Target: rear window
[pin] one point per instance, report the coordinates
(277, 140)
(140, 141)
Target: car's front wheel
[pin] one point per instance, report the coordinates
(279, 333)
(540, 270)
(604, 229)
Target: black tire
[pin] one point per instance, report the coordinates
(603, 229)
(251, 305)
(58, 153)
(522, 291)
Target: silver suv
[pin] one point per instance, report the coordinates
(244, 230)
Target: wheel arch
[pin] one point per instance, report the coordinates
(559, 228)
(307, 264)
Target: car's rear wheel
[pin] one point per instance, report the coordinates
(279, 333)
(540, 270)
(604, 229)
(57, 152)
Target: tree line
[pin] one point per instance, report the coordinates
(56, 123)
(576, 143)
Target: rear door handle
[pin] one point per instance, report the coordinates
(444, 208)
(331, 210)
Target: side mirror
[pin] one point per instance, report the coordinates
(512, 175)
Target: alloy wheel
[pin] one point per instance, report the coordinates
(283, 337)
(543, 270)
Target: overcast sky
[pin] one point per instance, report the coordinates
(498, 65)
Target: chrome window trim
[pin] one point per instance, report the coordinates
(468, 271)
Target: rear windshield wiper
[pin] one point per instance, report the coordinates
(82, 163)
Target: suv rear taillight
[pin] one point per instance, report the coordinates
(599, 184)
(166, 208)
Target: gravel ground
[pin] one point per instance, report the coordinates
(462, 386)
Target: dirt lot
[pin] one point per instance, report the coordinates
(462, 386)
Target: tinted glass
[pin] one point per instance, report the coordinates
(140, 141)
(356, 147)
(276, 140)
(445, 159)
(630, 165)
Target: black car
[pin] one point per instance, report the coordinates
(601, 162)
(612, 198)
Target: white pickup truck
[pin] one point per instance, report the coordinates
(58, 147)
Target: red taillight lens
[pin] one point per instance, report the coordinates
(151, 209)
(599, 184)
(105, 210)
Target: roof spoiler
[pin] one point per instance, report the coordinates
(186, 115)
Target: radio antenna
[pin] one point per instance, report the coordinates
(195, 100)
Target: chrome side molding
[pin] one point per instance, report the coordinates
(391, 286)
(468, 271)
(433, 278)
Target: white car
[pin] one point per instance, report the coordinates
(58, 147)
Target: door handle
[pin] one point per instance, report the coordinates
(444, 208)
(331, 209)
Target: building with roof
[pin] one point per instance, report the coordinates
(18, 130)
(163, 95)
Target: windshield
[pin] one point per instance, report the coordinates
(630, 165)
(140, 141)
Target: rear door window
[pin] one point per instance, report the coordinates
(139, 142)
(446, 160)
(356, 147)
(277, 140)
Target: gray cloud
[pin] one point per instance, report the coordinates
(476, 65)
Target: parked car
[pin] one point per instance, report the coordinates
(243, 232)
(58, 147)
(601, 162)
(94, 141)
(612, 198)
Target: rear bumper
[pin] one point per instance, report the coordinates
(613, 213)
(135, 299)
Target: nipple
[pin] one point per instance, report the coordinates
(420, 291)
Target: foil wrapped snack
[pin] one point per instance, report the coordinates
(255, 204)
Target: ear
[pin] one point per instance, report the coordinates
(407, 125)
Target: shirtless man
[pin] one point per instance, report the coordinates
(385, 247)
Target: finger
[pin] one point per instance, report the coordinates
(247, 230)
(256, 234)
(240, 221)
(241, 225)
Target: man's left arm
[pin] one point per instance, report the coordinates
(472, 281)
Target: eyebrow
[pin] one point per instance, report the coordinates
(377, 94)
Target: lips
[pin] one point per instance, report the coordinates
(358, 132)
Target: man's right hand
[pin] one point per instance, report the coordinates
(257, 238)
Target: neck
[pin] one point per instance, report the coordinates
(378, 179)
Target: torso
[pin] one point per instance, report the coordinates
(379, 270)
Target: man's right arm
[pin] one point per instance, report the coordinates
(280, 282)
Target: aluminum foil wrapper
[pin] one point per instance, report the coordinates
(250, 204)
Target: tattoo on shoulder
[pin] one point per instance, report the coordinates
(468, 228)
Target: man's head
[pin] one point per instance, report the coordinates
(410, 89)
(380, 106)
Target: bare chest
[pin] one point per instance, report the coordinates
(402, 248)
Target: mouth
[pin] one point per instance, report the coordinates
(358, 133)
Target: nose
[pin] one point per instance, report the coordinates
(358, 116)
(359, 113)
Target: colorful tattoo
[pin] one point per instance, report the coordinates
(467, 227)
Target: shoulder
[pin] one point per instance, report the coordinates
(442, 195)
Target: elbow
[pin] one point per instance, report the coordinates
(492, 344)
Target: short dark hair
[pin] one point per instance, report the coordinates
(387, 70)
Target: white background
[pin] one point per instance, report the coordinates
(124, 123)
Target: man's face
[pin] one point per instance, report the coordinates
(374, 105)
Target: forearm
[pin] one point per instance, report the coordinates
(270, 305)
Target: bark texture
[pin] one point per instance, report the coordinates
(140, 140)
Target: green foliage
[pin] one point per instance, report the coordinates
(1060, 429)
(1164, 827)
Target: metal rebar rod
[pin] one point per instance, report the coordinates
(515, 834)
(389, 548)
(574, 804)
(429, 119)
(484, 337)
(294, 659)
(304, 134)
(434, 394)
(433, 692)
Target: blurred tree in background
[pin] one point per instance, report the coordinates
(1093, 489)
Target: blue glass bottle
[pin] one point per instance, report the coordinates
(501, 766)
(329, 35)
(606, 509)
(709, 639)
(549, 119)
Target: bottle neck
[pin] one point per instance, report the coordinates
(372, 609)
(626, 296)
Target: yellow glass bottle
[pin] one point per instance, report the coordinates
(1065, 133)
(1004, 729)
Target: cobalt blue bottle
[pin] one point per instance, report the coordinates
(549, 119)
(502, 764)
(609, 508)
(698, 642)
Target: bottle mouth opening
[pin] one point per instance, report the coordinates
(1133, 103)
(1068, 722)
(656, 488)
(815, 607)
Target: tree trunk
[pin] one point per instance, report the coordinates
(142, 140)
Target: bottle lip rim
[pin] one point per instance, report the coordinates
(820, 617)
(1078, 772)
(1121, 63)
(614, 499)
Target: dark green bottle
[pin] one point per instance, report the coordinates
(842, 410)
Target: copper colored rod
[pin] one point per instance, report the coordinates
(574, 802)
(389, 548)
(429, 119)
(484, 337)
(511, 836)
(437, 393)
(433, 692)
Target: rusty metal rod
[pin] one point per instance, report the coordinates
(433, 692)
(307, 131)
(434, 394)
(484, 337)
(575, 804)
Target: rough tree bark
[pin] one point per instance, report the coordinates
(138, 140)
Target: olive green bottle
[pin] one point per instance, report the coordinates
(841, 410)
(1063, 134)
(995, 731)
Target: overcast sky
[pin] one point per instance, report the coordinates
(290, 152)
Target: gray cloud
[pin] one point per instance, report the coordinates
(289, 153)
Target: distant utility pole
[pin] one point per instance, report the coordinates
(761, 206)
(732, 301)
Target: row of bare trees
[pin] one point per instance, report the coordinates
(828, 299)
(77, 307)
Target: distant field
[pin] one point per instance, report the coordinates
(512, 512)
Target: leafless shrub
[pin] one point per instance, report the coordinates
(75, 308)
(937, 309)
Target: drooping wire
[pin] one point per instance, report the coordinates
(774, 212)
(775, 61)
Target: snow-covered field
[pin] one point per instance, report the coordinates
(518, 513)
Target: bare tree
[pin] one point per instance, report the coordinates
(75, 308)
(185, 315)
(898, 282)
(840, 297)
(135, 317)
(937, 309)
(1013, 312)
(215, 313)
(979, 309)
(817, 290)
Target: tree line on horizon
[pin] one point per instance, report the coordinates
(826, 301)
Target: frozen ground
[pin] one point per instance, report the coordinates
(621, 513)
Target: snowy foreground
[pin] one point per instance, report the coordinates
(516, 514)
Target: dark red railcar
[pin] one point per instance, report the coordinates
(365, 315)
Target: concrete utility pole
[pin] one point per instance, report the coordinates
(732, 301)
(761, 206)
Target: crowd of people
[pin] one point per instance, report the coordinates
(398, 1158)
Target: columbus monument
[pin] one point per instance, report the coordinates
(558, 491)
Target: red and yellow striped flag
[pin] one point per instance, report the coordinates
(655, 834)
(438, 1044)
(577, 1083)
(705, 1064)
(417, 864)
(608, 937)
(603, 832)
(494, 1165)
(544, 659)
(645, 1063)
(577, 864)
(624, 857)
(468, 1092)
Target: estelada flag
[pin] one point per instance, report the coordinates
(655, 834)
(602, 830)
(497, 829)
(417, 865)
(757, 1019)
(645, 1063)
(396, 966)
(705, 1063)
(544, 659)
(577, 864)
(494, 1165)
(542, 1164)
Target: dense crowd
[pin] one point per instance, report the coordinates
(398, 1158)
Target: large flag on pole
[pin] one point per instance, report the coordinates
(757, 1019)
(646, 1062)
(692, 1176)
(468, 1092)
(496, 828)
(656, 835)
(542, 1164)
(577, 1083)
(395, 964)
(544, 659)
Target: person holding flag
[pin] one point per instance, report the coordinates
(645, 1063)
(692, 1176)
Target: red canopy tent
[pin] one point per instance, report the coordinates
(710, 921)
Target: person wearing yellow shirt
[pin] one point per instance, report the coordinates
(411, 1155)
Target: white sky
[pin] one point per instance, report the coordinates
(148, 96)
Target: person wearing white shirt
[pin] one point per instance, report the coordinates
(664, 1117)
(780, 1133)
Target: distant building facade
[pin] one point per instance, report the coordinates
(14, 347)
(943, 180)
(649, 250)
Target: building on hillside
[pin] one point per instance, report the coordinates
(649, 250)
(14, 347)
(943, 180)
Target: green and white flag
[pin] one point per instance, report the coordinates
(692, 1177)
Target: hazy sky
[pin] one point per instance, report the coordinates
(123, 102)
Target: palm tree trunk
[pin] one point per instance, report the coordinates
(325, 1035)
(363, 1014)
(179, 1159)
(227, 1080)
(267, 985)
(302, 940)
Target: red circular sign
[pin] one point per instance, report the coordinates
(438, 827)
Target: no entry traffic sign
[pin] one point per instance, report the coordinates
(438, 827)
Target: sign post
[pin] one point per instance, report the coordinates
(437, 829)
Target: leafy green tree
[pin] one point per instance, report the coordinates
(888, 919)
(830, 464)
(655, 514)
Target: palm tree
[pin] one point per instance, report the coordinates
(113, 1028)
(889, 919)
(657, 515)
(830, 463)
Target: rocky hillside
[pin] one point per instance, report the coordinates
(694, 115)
· · ·
EXERCISE - Your task is to reproduce, exactly and exclusively, the lines from the one holding "Target: estelada flag" through the final line of the listing.

CORRECT RESULT -
Target: estelada flag
[pin] one point per instance, report the coordinates
(655, 834)
(602, 830)
(497, 829)
(417, 865)
(757, 1019)
(645, 1063)
(396, 966)
(705, 1063)
(544, 659)
(577, 864)
(494, 1165)
(542, 1164)
Target: dense crowd
[pin] one point per instance, report the coordinates
(398, 1158)
Target: large flag on pole
[pin] one point per instance, report the coordinates
(757, 1019)
(646, 1062)
(692, 1176)
(468, 1092)
(496, 828)
(656, 835)
(542, 1164)
(577, 1083)
(395, 964)
(544, 659)
Target: person holding flag
[pin] one point per instance, report the coordinates
(645, 1063)
(692, 1176)
Target: red canopy tent
[pin] one point per instance, report the coordinates
(710, 921)
Target: person wearing yellow shirt
[pin] one point per instance, report the coordinates
(411, 1155)
Target: white sky
[pin] one point per instance, report the coordinates
(148, 96)
Target: person wearing white shirt
[pin] one point per instance, report the coordinates
(664, 1117)
(780, 1133)
Target: distant building facade
[pin] one point per instance, report the coordinates
(14, 347)
(943, 180)
(649, 250)
Target: building on hillside
[pin] one point per instance, report the coordinates
(649, 250)
(14, 347)
(943, 180)
Target: green and white flag
[pin] one point per instance, report the coordinates
(692, 1177)
Target: hazy sky
[pin] one point per instance, report the coordinates
(123, 102)
Target: palm tree trunk
[pin] one point per instance, report the coordinates
(325, 1035)
(363, 1014)
(179, 1159)
(227, 1080)
(267, 985)
(302, 940)
Target: red circular sign
[pin] one point per instance, report the coordinates
(438, 827)
Target: no entry traffic sign
[pin] one point per instance, report the coordinates
(438, 827)
Target: sign post
[pin] one point per instance, report the coordinates
(437, 829)
Target: leafy green tree
[pin] one point per instance, report the coordinates
(888, 919)
(830, 464)
(655, 514)
Target: palm tree
[pin] one point per instance, report the coordinates
(113, 1028)
(889, 919)
(657, 515)
(830, 463)
Target: rocky hillside
[pin] one point per instance, report the coordinates
(694, 115)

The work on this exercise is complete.